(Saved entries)
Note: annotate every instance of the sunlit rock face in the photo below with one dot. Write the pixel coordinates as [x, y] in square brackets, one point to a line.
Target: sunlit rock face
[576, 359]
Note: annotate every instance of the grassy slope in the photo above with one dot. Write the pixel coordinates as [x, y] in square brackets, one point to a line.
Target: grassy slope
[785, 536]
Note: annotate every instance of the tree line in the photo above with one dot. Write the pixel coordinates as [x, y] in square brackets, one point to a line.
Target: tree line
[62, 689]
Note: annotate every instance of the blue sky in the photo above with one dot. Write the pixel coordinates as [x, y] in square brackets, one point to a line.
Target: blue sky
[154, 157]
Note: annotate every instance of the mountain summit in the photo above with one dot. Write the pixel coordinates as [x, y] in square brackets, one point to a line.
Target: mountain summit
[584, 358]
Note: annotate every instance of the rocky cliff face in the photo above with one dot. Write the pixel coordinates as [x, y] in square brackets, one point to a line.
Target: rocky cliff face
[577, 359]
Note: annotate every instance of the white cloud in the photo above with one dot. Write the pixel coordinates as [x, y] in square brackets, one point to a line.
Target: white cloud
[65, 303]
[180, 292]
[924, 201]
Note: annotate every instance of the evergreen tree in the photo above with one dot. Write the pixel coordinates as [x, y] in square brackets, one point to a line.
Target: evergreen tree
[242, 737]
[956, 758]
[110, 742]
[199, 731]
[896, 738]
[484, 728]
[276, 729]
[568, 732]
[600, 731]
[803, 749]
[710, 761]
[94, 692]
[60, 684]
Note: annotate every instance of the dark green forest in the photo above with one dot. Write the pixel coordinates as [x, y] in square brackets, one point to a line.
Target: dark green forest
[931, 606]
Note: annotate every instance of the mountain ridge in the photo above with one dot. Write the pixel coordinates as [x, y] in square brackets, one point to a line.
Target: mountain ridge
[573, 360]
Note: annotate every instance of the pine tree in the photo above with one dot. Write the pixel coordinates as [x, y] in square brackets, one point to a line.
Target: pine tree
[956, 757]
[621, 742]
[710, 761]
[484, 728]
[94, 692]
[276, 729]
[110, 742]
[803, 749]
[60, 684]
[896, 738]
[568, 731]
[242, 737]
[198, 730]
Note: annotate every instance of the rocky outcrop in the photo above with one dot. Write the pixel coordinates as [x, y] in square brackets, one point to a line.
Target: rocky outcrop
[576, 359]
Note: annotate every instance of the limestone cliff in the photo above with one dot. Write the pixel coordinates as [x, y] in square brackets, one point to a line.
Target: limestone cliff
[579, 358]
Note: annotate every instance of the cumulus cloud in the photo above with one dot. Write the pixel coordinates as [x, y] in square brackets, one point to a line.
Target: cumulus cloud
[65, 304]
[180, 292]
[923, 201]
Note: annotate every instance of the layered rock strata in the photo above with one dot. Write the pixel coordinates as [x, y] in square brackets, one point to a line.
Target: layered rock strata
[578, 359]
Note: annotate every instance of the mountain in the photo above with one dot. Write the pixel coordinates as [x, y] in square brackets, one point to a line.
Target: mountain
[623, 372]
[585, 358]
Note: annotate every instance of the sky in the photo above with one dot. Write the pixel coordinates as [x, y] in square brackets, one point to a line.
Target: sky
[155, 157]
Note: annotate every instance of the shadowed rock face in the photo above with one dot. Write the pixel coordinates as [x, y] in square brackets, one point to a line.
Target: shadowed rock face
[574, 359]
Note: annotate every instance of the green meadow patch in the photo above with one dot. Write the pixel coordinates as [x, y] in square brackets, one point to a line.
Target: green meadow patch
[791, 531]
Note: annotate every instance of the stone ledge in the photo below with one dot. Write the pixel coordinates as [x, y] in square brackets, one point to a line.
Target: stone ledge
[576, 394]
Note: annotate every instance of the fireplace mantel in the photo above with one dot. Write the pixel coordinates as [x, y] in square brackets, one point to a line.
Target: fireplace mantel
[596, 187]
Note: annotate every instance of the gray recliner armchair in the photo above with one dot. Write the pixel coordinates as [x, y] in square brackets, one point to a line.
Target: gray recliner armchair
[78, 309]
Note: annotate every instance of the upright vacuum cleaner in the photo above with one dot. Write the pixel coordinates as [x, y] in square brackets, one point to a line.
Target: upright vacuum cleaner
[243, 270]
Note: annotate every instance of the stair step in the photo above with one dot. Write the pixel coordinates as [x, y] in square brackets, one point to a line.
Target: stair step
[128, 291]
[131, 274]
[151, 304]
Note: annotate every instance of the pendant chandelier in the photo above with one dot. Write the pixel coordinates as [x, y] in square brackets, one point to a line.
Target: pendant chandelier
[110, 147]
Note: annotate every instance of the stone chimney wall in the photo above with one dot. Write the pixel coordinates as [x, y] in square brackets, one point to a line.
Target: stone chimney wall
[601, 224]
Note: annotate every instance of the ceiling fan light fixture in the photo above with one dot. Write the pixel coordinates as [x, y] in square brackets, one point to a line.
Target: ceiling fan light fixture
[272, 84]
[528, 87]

▸ Action item
Set down nothing but the lines from the one with "Target: stair step" through the end of the records, keeping each line exactly as written and including both ends.

▸ Task solution
Target: stair step
[128, 291]
[131, 274]
[151, 304]
Note: annotate every instance of the pendant chandelier in the photo above with one dot. Write the pixel coordinates as [x, y] in square brackets, one point to a line.
Target: pendant chandelier
[110, 147]
Note: annotate every instance of the stone chimney wall in the photo above with one dot. Write the pixel coordinates as [x, y] in square brackets, one point to a line.
Target: stone chimney wall
[601, 224]
Note: annotate every instance of the ceiling fan light fixture in the photo above with one dot. Write the pixel coordinates as [x, y] in square brackets, one point to a line.
Target: ceiling fan light fixture
[272, 84]
[528, 87]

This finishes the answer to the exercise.